Given request — Continue the xafty package description from the point where it ends, right after the call to add_regex_columns_to_validity.

Document excerpt —
-------
The package is designed to help with creating automation for tasks that are based on a spreadsheet document (like Excel). After reading in data from a spreadsheet, values and columns usually do not align with the assumptions of the code, especially if the document is frequently edited by hand.
Xafty offers a lightweight solution to check whether the spreadsheet data adheres to the specified rules stored in a validation table (referred to as “validity table”). The package aims to achieve the following goals:
-
Facilitate communication between the developer and user by agreeing on rules detailing how the data should be structured.
-
Enable users to repair data on their own, streamlining the maintenance of the automation solution.
-
Leverage the business expertise of users to set sensible rules, allowing developers to make plausible assumptions about the data.
New Update: xafty now supports the rule: ##!!regexcolumns which matches columns in the check table via a regular expression and applies the rules of that column to every matched column.
## Lets imagine, we have different car designs as columns in our check table. It would be tedious to add
## them all by hand and with time the car design team may decide to add or delete design columns from the table.
## Given that car design names follow some logic that can be matched with a regular expression,
## the rule ##!!regexcolumns comes in very handy to apply the same rules to all matched columns:
check_table <- data.frame(T501 = c(0, 1, 0),
T4051 = c(1, 1, 1),
T301 = c(0.1, 0.9, 0),
LKW = c(1, 0, 0))
validity_table <- data.frame(LKW = c("##!!number", NA , NA),
Car_Desing = c("##!!number", "##!!regexcolumns", "^T[1-9]"))
new_validity_table <- add_regex_columns_to_validity(check_table = check_table, validity_table = validity_table)
-------
Listed entries —
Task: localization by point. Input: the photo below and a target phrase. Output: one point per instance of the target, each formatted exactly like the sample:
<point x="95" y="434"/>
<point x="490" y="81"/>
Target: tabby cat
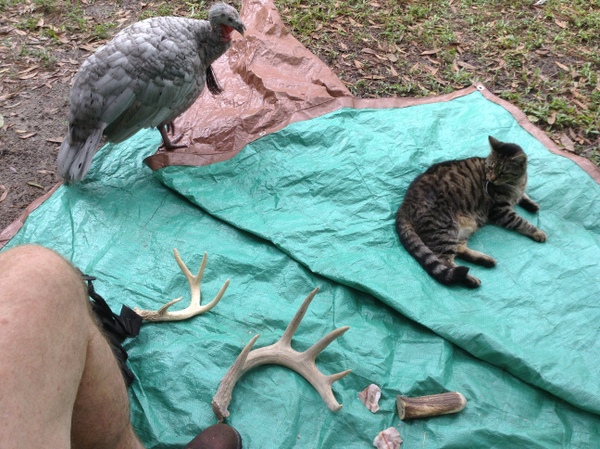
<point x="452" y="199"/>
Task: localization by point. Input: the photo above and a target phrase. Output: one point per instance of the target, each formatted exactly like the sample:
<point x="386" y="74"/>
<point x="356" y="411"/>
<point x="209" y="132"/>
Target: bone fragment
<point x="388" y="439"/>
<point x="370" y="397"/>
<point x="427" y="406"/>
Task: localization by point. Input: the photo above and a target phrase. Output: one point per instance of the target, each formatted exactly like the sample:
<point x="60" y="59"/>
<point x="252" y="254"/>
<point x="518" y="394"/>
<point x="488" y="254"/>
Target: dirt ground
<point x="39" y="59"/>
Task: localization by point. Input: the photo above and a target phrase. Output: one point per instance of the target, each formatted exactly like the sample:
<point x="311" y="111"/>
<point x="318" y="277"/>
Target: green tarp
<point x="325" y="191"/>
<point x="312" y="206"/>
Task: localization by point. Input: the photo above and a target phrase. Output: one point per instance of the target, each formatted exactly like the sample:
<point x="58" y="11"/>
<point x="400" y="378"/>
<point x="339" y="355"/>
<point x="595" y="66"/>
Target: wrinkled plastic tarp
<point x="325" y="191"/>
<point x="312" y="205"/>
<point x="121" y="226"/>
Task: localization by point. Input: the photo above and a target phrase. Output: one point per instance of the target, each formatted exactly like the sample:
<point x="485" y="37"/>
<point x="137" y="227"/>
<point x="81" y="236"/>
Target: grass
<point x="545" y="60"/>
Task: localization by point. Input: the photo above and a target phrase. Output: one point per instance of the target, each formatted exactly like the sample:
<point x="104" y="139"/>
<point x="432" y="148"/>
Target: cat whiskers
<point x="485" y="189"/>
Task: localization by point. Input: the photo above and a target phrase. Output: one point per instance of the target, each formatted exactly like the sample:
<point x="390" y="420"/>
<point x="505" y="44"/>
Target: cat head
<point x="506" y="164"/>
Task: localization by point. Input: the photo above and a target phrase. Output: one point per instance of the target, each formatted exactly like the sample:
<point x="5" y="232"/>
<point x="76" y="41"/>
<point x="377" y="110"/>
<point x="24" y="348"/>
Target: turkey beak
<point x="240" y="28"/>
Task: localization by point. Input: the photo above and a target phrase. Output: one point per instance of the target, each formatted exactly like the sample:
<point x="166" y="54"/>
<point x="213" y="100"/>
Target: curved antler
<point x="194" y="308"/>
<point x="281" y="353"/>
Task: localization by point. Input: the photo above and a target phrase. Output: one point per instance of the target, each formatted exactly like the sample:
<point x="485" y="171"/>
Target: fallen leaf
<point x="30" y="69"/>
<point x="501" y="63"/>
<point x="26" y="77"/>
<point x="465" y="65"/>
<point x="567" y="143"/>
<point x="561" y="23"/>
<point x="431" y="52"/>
-------
Expected answer —
# | LKW | T501 | T4051 | T301 |
# |---------------------------------------------------------------------------|
# | ##!!number | ##!!number | ##!!number | ##!!number |
# | <NA> | ##!!regexcolumns | ##!!regexcolumns | ##!!regexcolumns |
# | <NA> | ^T[1-9] | ^T[1-9] | ^T[1-9] |
# The validity table can then be used with all check functions:
check_column_number(check_table = check_table, validity_table = new_validity_table,
check_type = "equal", simply = TRUE)
Rule syntax: ##!!regexcolumns
You can install the development version of xafty like so:
remotes::install_github("davidcrone/xafty")
The check table contains the data that will be checked. Usually, it is data read in from a spreadsheet.
In order to introduce all possible rules and their variants, we will use a reduced ‘mtcars’ data set as an example.
data(mtcars)
mtcars$name <- rownames(mtcars)
rownames(mtcars) <- NULL
mtcars <- mtcars[1:5, c("name", "cyl", "wt")]
mtcars$cyl <- factor(mtcars$cyl)
mtcars
A validity table consists of column names and column rules that will then be compared to the corresponding columns in the check table.
To start of building the validity table we set the column names without any rules:
# NA values will always be ignored in a validity table
validity_table <- data.frame("name" = NA, "cyl" = NA, "wt" = NA)
Checks if the number (count) of columns of the check table is equal to that of the validity table. Use this check if the number of columns is important for downstream code.
Rule syntax: The number of columns in the validity table
check_column_number(check_table = mtcars, validity_table = validity_table, check_type = "equal")
Checks if the columns in the check table are all correctly named and present. There exists a stricter variant of the check by specifying the check type as “order” which additionally checks if the columns in the check table are in the correct order as specified in the validity table.
Rule syntax: The name and order of the columns in the validity table
check_column_names(check_table = mtcars, validity_table = validity_table, check_type = "presence")
Checks whether all columns in the check table have the correct data type (class) associated with them. To perform the check the validity table must have data type rules under each column.
Rule syntax:
Rule | Data Type |
---|---|
##!!number | integer |
##!!number | double |
##!!text | character |
##!!factor | factor |
##!!date | Date |
##!!datetime | POSIXct |
validity_table <- data.frame("name" = "##!!text", "cyl" = "##!!factor", "wt" = "##!!number")
check_column_types(check_table = mtcars, validity_table = validity_table)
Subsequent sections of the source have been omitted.